▸ Task instructions: The data below should be copied out exactly, with its pictures omitted.

[Stored data]
----

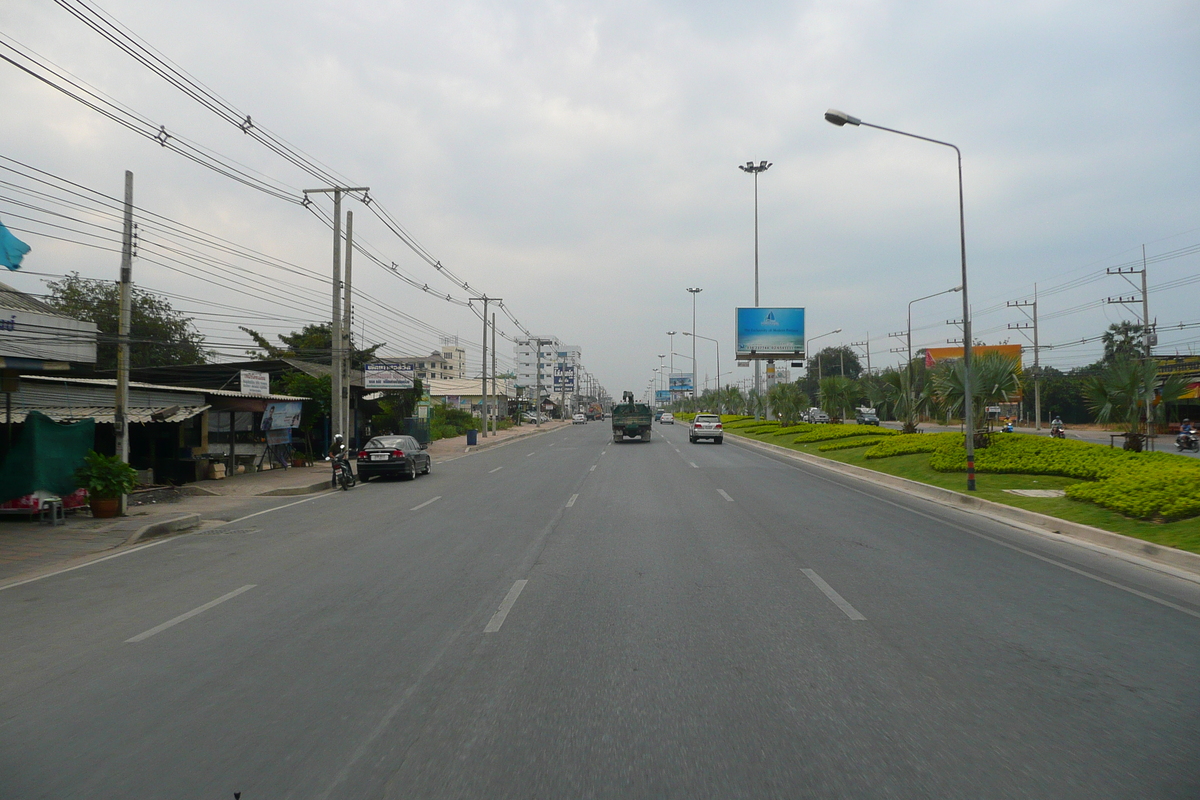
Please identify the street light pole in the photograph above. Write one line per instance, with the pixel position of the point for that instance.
(694, 293)
(754, 169)
(840, 119)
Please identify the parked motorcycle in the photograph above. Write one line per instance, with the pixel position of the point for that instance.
(343, 476)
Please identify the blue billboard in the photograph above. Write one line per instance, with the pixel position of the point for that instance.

----

▸ Solved problem:
Please identify the street light pole in the photograph above. Write one line per instance, with the pixel position of the point for that instance.
(694, 293)
(754, 169)
(840, 119)
Please identify the parked motorcycle in the photograph above. Write one line per instance, with the pixel position of the point for that instance.
(343, 476)
Please identify the blue billboard in the photograph above. Write one line per instance, with the pixel position of the point for that instance.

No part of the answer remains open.